## START

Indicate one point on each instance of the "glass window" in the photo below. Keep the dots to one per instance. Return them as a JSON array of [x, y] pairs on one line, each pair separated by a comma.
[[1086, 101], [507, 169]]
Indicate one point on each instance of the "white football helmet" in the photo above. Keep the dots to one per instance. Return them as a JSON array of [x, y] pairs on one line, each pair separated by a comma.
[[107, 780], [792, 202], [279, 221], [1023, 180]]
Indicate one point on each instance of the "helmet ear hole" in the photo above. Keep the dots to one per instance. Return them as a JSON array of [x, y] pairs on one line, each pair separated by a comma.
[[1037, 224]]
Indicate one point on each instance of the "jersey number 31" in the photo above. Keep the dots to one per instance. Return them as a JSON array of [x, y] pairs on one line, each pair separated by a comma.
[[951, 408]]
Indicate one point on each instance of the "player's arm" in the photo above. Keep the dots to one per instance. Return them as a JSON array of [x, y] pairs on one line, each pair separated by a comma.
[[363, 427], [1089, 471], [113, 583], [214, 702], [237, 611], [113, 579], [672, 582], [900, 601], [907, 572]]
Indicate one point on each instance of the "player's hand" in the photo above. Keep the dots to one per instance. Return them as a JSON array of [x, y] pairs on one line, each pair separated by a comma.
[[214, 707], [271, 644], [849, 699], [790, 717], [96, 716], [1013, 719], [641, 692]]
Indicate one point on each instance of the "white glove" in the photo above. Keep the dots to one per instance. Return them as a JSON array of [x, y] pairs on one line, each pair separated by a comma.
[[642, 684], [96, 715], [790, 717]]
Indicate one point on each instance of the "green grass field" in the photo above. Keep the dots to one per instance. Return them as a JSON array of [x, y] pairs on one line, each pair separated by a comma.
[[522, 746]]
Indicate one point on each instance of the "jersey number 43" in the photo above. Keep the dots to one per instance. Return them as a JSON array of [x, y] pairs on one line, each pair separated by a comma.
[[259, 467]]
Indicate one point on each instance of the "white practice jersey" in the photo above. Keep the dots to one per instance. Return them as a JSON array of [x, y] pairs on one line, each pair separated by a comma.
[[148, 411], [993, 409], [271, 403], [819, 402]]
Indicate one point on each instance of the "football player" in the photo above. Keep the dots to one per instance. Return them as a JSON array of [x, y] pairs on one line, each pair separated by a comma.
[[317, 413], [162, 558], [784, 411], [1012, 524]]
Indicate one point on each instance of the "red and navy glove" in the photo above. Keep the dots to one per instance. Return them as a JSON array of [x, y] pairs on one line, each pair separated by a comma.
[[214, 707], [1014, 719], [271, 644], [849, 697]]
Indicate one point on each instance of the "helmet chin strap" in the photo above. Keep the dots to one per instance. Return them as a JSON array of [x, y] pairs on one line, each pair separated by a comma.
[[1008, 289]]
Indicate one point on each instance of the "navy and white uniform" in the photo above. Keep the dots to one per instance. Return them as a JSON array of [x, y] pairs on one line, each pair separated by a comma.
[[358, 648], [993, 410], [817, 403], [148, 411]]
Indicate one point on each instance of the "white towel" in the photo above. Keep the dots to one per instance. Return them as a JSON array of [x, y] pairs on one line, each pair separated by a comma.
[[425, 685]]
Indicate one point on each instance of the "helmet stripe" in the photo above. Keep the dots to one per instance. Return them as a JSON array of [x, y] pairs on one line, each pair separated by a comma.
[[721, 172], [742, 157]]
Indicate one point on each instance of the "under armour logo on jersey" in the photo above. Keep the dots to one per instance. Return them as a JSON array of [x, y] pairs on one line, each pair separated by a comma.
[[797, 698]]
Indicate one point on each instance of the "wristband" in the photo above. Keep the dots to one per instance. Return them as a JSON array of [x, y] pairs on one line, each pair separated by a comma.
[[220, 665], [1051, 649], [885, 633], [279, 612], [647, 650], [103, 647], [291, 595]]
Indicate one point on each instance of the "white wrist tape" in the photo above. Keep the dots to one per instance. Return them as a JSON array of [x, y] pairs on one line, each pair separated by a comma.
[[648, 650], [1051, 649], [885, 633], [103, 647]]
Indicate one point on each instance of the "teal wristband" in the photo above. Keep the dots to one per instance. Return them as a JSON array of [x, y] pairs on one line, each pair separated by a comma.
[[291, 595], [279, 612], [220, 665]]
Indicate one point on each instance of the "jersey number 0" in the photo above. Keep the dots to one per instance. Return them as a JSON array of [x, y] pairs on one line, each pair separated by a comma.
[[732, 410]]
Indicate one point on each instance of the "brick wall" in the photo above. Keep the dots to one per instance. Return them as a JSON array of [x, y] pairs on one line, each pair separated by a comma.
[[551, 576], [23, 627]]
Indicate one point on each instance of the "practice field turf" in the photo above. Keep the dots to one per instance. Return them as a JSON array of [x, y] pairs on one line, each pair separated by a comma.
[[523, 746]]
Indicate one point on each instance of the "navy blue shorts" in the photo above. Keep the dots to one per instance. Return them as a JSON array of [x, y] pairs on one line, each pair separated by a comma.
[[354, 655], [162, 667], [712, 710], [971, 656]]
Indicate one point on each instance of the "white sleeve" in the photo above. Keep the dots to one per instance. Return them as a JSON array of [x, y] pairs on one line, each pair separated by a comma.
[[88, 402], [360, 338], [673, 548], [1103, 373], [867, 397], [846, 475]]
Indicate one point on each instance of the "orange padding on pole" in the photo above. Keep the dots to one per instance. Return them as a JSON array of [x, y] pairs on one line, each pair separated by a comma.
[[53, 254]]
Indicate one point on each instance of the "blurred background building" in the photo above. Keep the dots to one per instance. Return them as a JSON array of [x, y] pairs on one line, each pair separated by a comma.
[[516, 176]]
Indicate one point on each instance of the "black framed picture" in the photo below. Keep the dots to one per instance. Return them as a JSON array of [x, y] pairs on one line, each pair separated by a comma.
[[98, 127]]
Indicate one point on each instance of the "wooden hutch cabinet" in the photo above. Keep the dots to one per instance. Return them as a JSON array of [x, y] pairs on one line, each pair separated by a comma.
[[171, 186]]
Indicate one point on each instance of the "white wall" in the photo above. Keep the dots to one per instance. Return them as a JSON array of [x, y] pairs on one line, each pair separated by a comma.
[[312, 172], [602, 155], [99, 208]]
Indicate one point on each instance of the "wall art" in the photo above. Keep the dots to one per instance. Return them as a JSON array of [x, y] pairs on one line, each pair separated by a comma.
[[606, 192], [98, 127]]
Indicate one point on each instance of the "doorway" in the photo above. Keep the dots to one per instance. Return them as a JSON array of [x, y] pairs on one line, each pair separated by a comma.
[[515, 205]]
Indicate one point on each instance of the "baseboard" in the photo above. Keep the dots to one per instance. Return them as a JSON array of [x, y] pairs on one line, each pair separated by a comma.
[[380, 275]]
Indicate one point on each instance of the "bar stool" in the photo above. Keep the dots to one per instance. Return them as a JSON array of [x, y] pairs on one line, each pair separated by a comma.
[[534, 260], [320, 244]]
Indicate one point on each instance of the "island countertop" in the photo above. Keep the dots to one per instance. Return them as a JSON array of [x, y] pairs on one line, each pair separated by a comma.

## END

» **Directions**
Copy every one of the records above word for word, changing nothing in any line.

» **Full output**
Indicate one point on each instance of the "glass window" in the photo below. Keep the dots to one per instance. Return them as a JSON array of [x, y] pairs on one line, each pair separated by a comma.
[[1086, 101], [507, 169]]
Indicate one point on each instance of the "white football helmet" in the photo above. Keep the dots to one per instance. Return them as a JSON array of [x, y] pairs on one line, each pair separated by a comma.
[[107, 780], [792, 202], [279, 221], [1023, 180]]
Indicate one point on each instance of the "helmet ear hole" in the photo above. Keep the dots to one per instance. Return them as a JSON array of [x, y] pairs on one line, each pair separated by a comma.
[[1037, 224]]
Indicate one point on each instance of the "jersey number 31" in the photo above. Keep the dots to one per instance. Return them as a JSON array of [x, y] pairs on one line, each pair separated by a comma.
[[951, 408]]
Indicate one point on each instance of the "player's arm" in the photo above. Keep the dots to one per instance. Return them as a JSON array of [x, y] pairs on one line, each pair separated by a comma.
[[363, 427], [1089, 471], [113, 583], [214, 702], [237, 611], [113, 579], [672, 582], [900, 601], [907, 572]]
Indicate one point on each instance of the "player's hand" in the photo above. Keep the dots to one per instance. Return them as a JSON array of [x, y] pairs on one line, each pair separated by a comma.
[[214, 707], [271, 644], [849, 699], [790, 717], [96, 716], [1013, 719], [641, 692]]
Indicate one point on each instance of the "white glove" in the photo above. Keep the dots to one per instance. Return them as a JSON array of [x, y] pairs on one line, each pair separated by a comma.
[[642, 684], [96, 715], [790, 717]]
Indicate one point on each instance of the "green grass field" in the photo above. Keep the dots to one per instance. Return them as a JSON array of [x, y] pairs on one line, each pair separated by a comma.
[[522, 746]]
Indicate one point on each instance of the "jersey number 43" in the photo above. Keep the dots to one per instance. Return them as a JSON array of [x, y] pairs on one line, each pair separated by a comma.
[[259, 467]]
Indicate one point on each instance of the "white practice jersey" in the photo above. Keep the dots to one per instance. Return them as a JSON array of [x, y] pairs on one line, each pair separated by a comma.
[[148, 411], [993, 409], [271, 403], [819, 402]]
Indicate one point on each instance of the "football player" in the photo above. Keep the dots to one per instance. Return them as a JSON array of [x, y] pairs on one line, each pair separated by a comma.
[[317, 413], [162, 558], [784, 411], [1012, 524]]
Indicate one point on each instance of the "red and navy glove" in the photo above. Keep the dots to one per instance. Return them as a JSON array of [x, y] pairs on one line, each pair separated by a comma.
[[214, 707], [1014, 719], [271, 644], [849, 697]]
Indicate one point on each instance of the "helmet chin strap" in the photo above. Keep the dots to one per instance. Return them as a JSON array of [x, y] pairs on one line, each pair separated by a comma.
[[1008, 289]]
Indicate one point on each instance of the "navy and white uniform" in the photo above. Keep the dots to one per instance. Return them as a JSON array of [x, y] pairs on one line, each pair separated by a comma.
[[358, 648], [993, 410], [817, 403], [148, 411]]
Indicate one point on each instance of the "white towel" in the photo above. Keep the dots to one per instance. Return them as a JSON array of [x, y] pairs on one line, each pair separated by a comma.
[[425, 685]]
Indicate one point on each instance of the "helmet stripe" in the photo above. Keep the dots to one per instance. Return them as a JSON array of [x, y] pairs on one line, each pair separated by a comma.
[[721, 172], [742, 157]]
Indicate one point on each instance of the "under armour logo on jersey" in the photo above. Keep the dots to one per instance. Return them as a JSON array of [x, y] pairs on one line, each pair separated by a comma.
[[797, 698]]
Indicate one point on each instance of the "wristband" in the photo above. Keep the dots to one per instance. Return them as a JSON array of [x, y] pairs on one line, each pair separated by a comma.
[[220, 665], [1051, 649], [885, 633], [279, 612], [647, 650], [103, 647], [291, 595]]
Indicate one point on each instance of the "white wrist tape" in the photo above. Keep the dots to one per instance. Return them as a JSON array of [x, y] pairs on one line, each pair separated by a comma.
[[648, 650], [1051, 649], [885, 633], [103, 647]]
Indicate one point on each instance of the "teal wristband" in the photo above. Keep the dots to one per instance. Return them as a JSON array of [x, y] pairs on one line, each pair separated by a comma.
[[291, 595], [279, 612], [220, 665]]
Indicate one point on each instance of the "jersey number 0" in the photo above. Keep the dots to one per instance. Return them as a JSON array of [x, y] pairs on one line, each pair separated by a comma.
[[732, 410]]
Indicate one point on each instance of the "brick wall" in the photo above. Keep the dots to one per instance. Return them as a JSON array of [x, y] pairs on one line, each pair separated by a comma.
[[551, 576], [23, 627]]
Indicate one point on each instance of the "practice field turf" in the photo above. Keep the dots to one per instance. Return them as a JSON array of [x, y] pairs on one line, each pair separated by a comma.
[[523, 746]]
Indicate one point on each instance of the "navy blue shorts" in the photo above. Keep the dots to one per instance. Return them as a JSON array of [x, y] pairs on one line, each pair separated by a comma.
[[354, 655], [162, 667], [712, 710], [971, 656]]
Indicate one point on each instance of the "white sleeve" in the photo above. Keep the dots to one per instance. Return them as a JSON array of [x, y] pairs on one line, each pair separated by a comma.
[[88, 402], [360, 338], [673, 548], [1103, 373], [867, 397], [846, 475]]
Indicate one point on each instance of the "orange padding on pole" in the photo above. Keep the dots to one per instance. Return them as a JSON array of [x, y] pairs on one line, each pair separated by a comma.
[[53, 254]]
Indicate one point on each instance of the "blurred background building" in the photo above. Keep the dots to one per instance. Return them as a JSON array of [x, y] pairs on one line, each pair separated by a comma.
[[516, 176]]
Indicate one point on each instance of the "black framed picture" in the photo below. Keep the dots to one per instance. Return them as a JSON array of [x, y] pairs on one line, each pair separated by a comma.
[[98, 127]]
Indicate one point on each instance of the "wooden hutch cabinet" in the photo above. Keep the dots to one per instance. Return them as a JSON array of [x, y] pairs on one line, each pair separated by a comma.
[[171, 186]]
Indicate one point on each instance of the "white wall" in the photo above. Keep the dots to one per instance. Return them as a JSON array of [x, y] pairs on one line, each pair separated by a comma.
[[312, 172], [602, 155], [99, 208]]
Indicate one point on each instance of the "wall art" in the photo above. Keep the dots to one per instance. Return them as a JSON array of [x, y] pairs on one line, each pair separated by a comma.
[[606, 192], [98, 127]]
Indicate one point on each instance of the "doorway" in the photo above. Keep the dots to one per instance. Return them as a JSON array of [x, y] pairs on one line, each pair separated by a comma.
[[515, 205]]
Indicate one point on each instance of the "baseboard" in the photo above. Keep the dots to one per instance. Return them as a JSON array of [x, y] pairs on one line, each pair separated by a comma.
[[380, 275]]
Indicate one point on each instance of the "bar stool" in the photo above. Keep the dots to one per instance. Return them as a JSON array of [x, y] pairs on one line, each pair separated by a comma.
[[534, 260], [320, 244]]
Indicate one point on each instance of the "island countertop" in the photo above. Keep the dots to one per instance. Return them as a JSON array of [x, y] pairs on one line, each pair separated by a comma.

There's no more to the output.